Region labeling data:

***

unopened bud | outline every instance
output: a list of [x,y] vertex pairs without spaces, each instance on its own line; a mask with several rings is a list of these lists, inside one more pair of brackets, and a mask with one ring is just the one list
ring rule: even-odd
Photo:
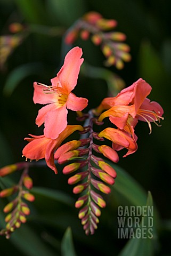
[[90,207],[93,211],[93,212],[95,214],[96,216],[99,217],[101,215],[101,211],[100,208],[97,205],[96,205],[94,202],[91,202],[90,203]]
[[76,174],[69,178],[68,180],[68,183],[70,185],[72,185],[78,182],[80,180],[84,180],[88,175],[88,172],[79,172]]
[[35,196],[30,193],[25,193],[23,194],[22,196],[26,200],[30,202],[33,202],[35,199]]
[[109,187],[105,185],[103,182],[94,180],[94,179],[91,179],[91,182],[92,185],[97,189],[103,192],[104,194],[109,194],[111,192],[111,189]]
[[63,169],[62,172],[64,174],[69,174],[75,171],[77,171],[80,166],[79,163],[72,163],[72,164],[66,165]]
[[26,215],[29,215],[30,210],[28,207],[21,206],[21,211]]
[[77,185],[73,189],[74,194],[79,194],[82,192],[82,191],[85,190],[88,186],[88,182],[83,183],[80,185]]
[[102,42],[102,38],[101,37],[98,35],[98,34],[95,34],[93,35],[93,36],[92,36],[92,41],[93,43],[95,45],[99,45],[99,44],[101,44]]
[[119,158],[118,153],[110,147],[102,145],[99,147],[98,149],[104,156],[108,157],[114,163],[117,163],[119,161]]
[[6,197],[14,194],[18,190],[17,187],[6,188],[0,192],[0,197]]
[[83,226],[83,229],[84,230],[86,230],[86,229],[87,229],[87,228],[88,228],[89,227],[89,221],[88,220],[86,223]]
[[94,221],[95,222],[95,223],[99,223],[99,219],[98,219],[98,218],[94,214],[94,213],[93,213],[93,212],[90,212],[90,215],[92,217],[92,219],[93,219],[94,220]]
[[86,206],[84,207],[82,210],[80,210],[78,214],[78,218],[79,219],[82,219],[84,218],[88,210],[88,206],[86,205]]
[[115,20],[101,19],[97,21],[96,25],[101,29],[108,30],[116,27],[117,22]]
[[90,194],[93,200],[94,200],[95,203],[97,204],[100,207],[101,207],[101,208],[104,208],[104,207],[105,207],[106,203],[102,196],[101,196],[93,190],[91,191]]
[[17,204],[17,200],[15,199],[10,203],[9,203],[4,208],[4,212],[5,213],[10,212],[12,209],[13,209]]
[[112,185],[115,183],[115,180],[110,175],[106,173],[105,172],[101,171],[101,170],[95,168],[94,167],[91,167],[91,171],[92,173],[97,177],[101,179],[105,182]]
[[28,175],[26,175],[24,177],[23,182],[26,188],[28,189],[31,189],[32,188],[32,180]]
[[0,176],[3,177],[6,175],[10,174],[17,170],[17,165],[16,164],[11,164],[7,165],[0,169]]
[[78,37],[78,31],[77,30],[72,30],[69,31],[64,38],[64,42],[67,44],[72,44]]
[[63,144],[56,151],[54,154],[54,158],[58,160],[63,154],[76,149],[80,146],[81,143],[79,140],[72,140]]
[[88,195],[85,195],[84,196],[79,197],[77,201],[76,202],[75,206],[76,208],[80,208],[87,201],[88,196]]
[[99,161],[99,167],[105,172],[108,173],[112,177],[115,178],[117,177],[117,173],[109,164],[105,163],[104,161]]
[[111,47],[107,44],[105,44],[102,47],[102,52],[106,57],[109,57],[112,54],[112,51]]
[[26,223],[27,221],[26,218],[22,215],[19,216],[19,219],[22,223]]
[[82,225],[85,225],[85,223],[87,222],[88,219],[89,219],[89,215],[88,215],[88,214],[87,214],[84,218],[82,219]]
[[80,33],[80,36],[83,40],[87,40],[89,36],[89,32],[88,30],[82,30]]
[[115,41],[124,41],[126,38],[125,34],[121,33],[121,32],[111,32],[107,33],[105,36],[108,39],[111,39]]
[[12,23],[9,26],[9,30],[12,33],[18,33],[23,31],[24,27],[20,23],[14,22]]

***

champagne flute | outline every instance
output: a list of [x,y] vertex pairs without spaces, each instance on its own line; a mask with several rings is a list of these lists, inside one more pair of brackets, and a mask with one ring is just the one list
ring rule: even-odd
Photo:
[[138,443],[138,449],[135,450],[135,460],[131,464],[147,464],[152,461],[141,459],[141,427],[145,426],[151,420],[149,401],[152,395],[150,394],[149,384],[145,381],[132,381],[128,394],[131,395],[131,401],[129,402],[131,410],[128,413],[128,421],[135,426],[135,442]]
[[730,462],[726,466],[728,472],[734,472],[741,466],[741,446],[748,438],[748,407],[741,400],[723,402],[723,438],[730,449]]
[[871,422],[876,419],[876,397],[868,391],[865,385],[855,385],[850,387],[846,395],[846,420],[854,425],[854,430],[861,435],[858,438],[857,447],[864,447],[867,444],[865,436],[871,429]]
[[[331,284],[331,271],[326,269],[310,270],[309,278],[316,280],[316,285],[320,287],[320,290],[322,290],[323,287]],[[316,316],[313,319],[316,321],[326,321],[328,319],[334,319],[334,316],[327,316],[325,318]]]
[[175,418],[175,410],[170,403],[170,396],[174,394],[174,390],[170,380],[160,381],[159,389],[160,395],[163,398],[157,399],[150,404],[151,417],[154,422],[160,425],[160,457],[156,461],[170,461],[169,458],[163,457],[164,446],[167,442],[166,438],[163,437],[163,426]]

***

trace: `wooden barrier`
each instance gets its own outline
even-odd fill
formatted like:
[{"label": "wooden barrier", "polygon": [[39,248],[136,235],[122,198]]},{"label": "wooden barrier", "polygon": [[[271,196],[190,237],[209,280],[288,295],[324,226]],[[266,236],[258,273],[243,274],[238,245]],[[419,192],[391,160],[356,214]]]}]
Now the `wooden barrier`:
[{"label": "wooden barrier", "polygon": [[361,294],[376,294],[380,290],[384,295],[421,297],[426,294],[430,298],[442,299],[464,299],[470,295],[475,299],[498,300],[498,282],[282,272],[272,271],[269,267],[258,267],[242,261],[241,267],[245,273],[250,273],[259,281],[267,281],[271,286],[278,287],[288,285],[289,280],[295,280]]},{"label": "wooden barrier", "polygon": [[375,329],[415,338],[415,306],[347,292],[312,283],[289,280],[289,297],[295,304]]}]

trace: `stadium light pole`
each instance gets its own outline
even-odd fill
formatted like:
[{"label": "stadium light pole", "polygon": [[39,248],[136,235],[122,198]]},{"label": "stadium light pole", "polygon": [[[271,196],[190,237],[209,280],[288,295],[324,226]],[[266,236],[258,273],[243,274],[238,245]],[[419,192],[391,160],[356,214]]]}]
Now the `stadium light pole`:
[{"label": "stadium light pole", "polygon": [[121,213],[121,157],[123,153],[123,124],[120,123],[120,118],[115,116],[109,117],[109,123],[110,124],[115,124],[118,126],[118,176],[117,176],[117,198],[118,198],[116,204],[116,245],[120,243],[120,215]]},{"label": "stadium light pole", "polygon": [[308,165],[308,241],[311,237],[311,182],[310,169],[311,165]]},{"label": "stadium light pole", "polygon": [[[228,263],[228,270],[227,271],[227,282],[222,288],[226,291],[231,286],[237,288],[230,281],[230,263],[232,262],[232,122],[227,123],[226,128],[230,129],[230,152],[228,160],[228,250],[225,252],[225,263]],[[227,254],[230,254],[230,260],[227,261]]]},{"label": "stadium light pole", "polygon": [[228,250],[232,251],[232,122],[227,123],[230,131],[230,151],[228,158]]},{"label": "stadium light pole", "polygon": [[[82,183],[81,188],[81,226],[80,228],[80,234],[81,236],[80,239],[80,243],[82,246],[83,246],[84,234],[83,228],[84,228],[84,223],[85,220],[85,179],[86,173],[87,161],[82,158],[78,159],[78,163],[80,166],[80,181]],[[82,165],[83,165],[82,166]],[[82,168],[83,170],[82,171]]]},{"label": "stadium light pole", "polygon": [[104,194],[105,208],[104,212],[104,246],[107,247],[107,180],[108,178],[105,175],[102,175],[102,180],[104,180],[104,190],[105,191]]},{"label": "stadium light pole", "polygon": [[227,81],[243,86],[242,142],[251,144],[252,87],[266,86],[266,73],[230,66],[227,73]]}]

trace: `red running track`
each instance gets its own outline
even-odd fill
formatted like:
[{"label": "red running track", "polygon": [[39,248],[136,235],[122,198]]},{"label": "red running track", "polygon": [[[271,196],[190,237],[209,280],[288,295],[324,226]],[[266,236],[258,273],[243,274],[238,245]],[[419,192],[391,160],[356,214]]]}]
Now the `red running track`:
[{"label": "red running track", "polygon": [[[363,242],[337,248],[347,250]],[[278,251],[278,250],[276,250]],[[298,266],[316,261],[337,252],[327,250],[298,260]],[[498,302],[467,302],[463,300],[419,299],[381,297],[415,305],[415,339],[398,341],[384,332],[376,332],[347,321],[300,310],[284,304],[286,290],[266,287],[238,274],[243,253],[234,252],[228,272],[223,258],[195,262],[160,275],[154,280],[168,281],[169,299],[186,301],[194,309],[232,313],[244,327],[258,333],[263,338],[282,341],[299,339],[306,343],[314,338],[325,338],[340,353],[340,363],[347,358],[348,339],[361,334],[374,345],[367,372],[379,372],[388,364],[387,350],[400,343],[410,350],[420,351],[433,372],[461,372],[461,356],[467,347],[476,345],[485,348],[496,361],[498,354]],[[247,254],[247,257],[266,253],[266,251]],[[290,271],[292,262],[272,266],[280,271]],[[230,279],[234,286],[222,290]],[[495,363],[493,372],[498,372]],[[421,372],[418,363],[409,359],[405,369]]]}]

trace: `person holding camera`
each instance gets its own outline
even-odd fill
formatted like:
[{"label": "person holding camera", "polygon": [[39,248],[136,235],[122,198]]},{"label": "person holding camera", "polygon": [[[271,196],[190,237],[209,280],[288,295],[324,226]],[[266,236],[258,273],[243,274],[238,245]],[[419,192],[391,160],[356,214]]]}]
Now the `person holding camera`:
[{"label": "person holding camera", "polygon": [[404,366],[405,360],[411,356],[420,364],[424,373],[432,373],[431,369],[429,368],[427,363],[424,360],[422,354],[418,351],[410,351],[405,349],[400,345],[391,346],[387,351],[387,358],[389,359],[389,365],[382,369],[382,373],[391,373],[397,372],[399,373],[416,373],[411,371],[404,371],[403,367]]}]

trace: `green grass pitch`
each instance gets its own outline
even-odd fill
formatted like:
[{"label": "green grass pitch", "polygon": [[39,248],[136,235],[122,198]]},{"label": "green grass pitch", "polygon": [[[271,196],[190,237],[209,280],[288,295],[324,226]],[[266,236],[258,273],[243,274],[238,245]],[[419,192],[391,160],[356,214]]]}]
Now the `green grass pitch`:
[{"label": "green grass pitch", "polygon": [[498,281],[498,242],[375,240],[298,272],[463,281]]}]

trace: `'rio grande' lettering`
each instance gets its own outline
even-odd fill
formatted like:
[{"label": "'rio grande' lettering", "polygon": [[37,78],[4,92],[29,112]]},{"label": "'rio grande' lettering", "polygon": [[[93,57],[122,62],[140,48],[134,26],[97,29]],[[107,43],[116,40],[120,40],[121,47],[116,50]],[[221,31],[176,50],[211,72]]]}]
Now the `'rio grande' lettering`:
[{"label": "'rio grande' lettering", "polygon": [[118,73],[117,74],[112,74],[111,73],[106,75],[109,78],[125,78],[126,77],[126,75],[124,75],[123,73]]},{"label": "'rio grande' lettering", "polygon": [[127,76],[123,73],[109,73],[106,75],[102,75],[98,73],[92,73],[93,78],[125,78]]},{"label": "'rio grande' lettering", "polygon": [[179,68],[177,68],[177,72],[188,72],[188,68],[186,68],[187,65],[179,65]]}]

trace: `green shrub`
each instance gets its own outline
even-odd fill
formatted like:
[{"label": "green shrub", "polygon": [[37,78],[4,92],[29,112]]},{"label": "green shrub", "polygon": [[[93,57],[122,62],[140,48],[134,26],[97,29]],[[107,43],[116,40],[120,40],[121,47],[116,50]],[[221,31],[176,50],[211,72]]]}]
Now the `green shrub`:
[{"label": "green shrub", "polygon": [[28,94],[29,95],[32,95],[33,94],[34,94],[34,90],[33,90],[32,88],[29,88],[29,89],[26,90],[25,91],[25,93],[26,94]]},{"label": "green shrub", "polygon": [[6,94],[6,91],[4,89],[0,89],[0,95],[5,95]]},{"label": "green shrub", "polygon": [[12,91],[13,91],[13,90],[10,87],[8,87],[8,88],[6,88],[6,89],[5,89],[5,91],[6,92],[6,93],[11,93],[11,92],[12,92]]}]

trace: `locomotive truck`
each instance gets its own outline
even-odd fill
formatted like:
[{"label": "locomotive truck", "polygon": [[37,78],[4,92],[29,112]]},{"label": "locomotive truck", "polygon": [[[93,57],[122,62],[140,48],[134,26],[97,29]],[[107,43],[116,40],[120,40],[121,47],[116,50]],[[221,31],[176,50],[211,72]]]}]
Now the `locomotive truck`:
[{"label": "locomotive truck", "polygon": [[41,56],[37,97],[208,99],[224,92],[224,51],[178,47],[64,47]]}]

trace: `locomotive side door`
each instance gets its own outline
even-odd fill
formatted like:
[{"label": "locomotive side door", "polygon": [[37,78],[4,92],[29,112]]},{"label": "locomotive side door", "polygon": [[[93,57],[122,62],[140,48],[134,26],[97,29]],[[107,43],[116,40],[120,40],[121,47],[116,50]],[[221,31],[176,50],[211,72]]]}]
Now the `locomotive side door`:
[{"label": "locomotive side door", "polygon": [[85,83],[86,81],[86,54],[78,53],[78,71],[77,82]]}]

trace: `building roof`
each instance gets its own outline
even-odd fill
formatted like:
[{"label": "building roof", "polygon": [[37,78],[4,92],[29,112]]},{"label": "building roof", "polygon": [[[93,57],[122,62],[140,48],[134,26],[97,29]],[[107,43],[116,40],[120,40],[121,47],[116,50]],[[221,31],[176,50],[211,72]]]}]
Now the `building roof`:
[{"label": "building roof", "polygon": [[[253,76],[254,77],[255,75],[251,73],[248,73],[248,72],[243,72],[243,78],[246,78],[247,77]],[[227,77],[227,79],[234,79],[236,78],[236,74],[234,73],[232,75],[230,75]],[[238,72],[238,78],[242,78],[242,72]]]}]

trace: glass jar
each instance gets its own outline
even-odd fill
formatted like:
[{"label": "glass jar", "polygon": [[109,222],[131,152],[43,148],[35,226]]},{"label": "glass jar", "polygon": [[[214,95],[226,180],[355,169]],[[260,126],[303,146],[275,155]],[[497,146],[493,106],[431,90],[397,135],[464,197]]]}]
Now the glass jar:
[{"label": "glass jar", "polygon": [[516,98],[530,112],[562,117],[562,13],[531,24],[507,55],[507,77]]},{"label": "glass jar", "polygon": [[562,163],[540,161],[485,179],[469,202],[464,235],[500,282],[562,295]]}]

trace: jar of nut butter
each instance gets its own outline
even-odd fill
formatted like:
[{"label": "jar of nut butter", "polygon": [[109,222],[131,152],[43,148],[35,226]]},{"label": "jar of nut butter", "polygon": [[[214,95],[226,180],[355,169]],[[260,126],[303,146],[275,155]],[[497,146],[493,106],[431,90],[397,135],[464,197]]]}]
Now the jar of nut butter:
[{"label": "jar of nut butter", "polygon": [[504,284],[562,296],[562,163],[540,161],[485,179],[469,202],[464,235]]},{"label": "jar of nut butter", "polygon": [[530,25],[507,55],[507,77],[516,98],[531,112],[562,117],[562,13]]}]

***

TASK REQUIREMENTS: Tally the lines in the data above that contain the string "camera", treating uppercase and lowercase as different. Give only the number.

TASK OUTPUT: 4